SOURCE PASSAGE:
>> BEGIN

One other thing you need to know early on. When Lloyd Ray shook off his earthly mantle yesterday he was probably the only person to be surprised his wings were made of gold, which sets him somewhat apart from the regular angels. When you dedicate an entire lifetime to those who he served, such an honor is well-reserved for only those who will live next door to Mother Theresa, who will wave across the way to a now-seeing Helen Keller, who golf with Dr. Albert Schweitzer and play Saturday night canasta with Saint Christopher himself.

If you think I’m now going overboard on Lloyd Ray Smith’s death then that is amusing because I think I am still playing him too soft, too light. Of all the people I have ever known, this giant who got his start playing football at one of those Louisiana “directional” universities was surely one of the finest people I’ve ever known.

>> END

SUPPLIED DATA:

>> BEGIN

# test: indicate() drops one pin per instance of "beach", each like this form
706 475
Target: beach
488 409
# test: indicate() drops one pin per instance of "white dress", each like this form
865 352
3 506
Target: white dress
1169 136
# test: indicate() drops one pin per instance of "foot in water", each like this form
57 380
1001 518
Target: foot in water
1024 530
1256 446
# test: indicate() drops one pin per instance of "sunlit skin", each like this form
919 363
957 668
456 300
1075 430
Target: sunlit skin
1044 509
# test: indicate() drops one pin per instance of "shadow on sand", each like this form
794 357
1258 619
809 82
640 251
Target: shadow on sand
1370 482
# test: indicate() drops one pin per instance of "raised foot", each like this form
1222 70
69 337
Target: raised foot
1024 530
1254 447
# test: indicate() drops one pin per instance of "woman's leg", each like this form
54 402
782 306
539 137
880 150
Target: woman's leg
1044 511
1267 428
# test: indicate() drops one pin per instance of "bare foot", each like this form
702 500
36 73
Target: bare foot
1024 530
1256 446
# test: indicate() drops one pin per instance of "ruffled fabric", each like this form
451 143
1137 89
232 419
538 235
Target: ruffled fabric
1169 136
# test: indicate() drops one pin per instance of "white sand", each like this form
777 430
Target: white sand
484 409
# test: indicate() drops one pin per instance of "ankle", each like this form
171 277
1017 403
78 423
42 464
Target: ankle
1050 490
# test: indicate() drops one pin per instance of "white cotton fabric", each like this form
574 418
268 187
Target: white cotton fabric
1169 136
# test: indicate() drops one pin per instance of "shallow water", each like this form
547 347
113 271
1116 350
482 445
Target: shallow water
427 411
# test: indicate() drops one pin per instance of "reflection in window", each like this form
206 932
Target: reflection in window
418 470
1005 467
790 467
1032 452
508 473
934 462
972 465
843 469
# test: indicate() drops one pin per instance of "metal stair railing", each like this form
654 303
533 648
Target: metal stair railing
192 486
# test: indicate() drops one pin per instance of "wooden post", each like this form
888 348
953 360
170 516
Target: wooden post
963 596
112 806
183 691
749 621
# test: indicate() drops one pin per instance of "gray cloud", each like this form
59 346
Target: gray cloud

>> END

REQUIRED WORK:
**1.** Answer these questions from the passage about Lloyd Ray Smith:
(a) When did Lloyd Ray shake off his earthly mantle?
(b) What were his wings made of?
(c) Where did he get his start playing football?
**2.** Write the next part of the passage about Lloyd Ray Smith, picking up after its final sentence.

EXPECTED ANSWERS:
**1.**
(a) Yesterday.
(b) Gold.
(c) At one of those Louisiana "directional" universities.

**2.**
The first time I met Smith I was barely out of high school and Orange Grove was moving from the old place over off Main Street into the once-dazzling facility on Derby Street. The new complex had an indoor swimming pool and, back in the day, I was a Red Cross volunteer who could teach a Water Safety Instructor class.

The place was just days from having the grand opening – it was really a big deal – and suddenly the state was going to withhold the certification unless the faculty director was duly licensed. So when some of the other instructors were nervous about being around “those retarded people,” Dr. Sam McConnell, a board member, actually wrote a letter to get me excused from some college classes so we could make Lloyd Ray water proof.

The minute I met him we hit it off so well that, if he’d asked, I would have certified him without either one of us getting wet, but I had an official pass from “Dr. Sam” himself to cut class and it was too much fun not to cash it in.

As Lloyd Ray and I went over the books and films that very first hour, there appeared at the door a kid who was one of the most pitiful boys I had ever seen. He had drooled horribly through his widely-gapped and quite crooked teeth, could barely keep his balance (his knee was bleeding from where he’d just fell) and one arm was awkwardly cocked as he shuffled in the office.

“Hey, Smiff ….”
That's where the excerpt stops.